■ Extract provided

###

7. Neil Young - Trans - Geffen, 1982
Why I Bought It: Its reputation as Neil Young’s nadir made the dollar price tag a mere pittance. Neil Young and vocoder? Sign me up!
Verdict: I expected an LP full of Kraftwerk rip-offs, so hearing the tepid, but opening track “Little Thing Called Love” threw me for a loop. Turns out that a third of Trans is comprised of songs I’d consider “stock Neil Young”—“Little Thing Called Love,” Hold on to Your Love,” and “Like an Inca.” They’re inoffensive enough, but I’d rather listen to Zuma or On the Beach. As for the rest of the LP, my perception that fans and critics alike loathe it was a bit off, since many of the Amazon reviews are remarkably positive, Mark Prindle gave it an eight out of ten, and Rolling Stone gave it four stars, citing the struggle between the electronic and traditional songs. Furthermore, the vocoder tracks were inspired by Young’s attempts to talk with his son, who has cerebral palsy. Oh hell. I buy a dollar record expecting to enjoy its pitiful attempt to appropriate a burgeoning musical trend and look what happens: it’s about Neil Young’s suffering child. I’ll remove my empathy from the situation, since it would be far too easy to confuse good intentions with a good product.
The electronic songs on Trans simply aren’t effective. Even when there’s a heavily vocoded line that carries some weight beyond its novelty (“I need you / To let me know that there’s a heartbeat”), the impossibility of understanding its message without the lyric sheet removes its emotional impact. Whereas Kraftwerk emphasizes matching the lyrical content to the cold, repetitive beats (“Trans… Europe… Express…”), Young’s attempt to recreate the sound but remove the connection between form and function falls decidedly flat. Why appropriate sound designed for trance-like European robo-discos if your intent is to connect emotionally with your audience? Having traditional songs to counter the forays into synthesizers and vocoders comes off as a poor attempt to pacify the audience’s demand for more of the same, not as a key to understanding those electronic songs. I would be far more interested in this LP exemplifying this divide within the songs. I can understand Young’s rationale behind every decision on this album, but it simply doesn’t work as a whole. The actual product is conflicted enough to have supporters, but I’m not one of them.

###

■ Supplied material

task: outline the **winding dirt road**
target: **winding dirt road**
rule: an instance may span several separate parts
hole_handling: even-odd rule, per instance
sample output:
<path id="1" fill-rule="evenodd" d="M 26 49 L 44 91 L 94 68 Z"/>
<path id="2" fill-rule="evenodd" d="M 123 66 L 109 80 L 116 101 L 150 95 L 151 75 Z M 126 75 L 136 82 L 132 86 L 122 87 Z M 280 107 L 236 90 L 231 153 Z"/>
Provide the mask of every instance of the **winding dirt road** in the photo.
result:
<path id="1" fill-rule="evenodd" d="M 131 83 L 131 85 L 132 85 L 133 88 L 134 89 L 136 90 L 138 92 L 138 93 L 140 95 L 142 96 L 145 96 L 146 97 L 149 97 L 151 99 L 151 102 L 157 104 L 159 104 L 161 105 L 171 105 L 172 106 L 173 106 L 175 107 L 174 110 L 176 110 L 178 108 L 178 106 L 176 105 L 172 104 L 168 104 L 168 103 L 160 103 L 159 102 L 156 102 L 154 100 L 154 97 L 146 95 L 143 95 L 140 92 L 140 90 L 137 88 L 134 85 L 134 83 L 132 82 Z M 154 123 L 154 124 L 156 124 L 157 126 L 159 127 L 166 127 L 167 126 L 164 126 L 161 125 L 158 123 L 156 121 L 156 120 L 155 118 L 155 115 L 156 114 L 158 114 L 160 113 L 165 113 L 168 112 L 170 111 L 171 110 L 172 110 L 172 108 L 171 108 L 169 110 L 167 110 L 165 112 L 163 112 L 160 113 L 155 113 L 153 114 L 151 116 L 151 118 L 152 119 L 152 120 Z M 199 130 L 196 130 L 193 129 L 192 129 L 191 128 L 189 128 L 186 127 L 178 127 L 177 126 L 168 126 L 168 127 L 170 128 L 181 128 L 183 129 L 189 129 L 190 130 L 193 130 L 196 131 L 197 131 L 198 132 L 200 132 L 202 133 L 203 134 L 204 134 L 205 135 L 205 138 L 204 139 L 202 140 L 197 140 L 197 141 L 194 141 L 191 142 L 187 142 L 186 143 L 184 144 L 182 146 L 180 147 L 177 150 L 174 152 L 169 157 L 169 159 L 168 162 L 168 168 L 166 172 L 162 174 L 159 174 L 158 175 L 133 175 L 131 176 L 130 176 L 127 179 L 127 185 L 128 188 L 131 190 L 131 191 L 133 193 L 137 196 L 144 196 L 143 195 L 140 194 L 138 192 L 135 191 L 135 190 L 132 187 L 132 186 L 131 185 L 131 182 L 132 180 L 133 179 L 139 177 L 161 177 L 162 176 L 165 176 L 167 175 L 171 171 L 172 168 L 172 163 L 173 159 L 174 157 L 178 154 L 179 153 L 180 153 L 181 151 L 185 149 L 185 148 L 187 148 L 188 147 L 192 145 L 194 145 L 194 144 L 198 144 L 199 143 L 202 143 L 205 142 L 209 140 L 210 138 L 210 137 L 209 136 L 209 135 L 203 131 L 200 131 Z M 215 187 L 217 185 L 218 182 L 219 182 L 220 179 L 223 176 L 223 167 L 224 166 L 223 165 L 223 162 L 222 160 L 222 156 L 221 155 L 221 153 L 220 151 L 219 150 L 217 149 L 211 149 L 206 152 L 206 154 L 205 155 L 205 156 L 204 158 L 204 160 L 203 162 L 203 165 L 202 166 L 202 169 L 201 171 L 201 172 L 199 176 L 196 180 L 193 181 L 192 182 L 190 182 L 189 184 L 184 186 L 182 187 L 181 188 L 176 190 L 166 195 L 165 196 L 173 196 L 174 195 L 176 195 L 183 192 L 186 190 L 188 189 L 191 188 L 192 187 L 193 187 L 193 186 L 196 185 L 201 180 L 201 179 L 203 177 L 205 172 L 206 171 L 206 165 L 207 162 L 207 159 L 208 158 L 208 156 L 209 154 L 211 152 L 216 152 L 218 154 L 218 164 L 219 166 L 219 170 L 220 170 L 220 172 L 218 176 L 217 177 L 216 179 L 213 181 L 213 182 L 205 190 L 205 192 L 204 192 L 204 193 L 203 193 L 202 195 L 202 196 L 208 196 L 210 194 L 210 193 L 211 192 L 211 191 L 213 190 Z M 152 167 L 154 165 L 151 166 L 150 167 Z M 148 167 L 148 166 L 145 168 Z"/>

###

■ Given exercise 1
In the review of Trans, replace "vocoder" with "talk box" and give the passage between "7. Neil Young" and "Sign me up!", inclusive.
■ Given exercise 2
Carry on writing the review of Neil Young's Trans, starting after its last sentence.

■ Task result 1
7. Neil Young - Trans - Geffen, 1982
Why I Bought It: Its reputation as Neil Young’s nadir made the dollar price tag a mere pittance. Neil Young and talk box? Sign me up!

■ Task result 2
8. Wire - Snakedrill EP - Enigma, 1986
Why I Bought It:The first Wire release that I picked up was The Drill EP as a used CD at one of the Rhino Records locations in the Hudson Valley. This was a critical mistake. An entire CD of remixes? For my first purchase from a seminal band? Remixes of a fairly annoying song? I messed up. It took me far, far too long to check out the group’s early, superior output, perhaps in fear that they’d chant “Dugga dugga dugga” over every song. (They don’t.) As such, I’d put off buying the Snakedrill EP, despite its appearance in the Wire LP section of nearly every record store I’ve frequented in the last two years (along with the “live” album It’s Beginning to and Back Again). I finally caved today, picked up a sealed, cut-out bin copy from In Your Ear on Commonwealth Avenue in Boston for three bucks. Four bucks? No thank you. Three bucks? Well, I suppose.
Verdict: I wonder how I would have responded to Snakedrill if I’d been a big fan of their first three LPs and eagerly anticipating their reunion. It’s a tough call. Wire’s transition into electronic-backed new wave would have made sense in 1986, since even the fiery Killing Joke utilized that aesthetic for Brighter than a Thousand Suns. Yet Snakedrill departs from what makes me love early Wire: their unflinching forward progress. Despite attempts to rationalize their new wave output by explaining their “beat combo” approach, Wire’s mid-to-late 1980s output, regardless of its songwriting quality, is too content to mirror what surrounds it. “A Serious of Snakes,” “Advantage in Height,” and even “Drill” are fine songs for the era (“Up to the Sun” is more Graham Lewis drama, snooze), matching the highlights of The Ideal Copy and A Bell Is a Cup… Until It Is Struck, but they lack the spirit of Chairs Missing and 154. Would I have accepted this logic in 1986 or would I have been happy to hear three good new Wire songs? If my fondness for 2007’s solid-but-unspectacular Read & Burn 03 EP weighs in on the matter, I’d probably just be happy to hear three good new Wire songs.
9. The Incredible Jimmy Smith - Organ Grinder Swing - Verve, 1965
Why I Bought It: First paragraph of the liner notes, penned by Holmes Daddy-O Daylie of WAAF in Chicago: “O.K., since you’re reading these notes, you are either an ‘Old Aware One,’ hip to Jimmy Smith, or a neophyte-come-lately trying to get acquainted; if so, congratulations!” I am a neophyte-come-lately who’ll check out almost any jazz record on Verve when costs me a dollar to do so.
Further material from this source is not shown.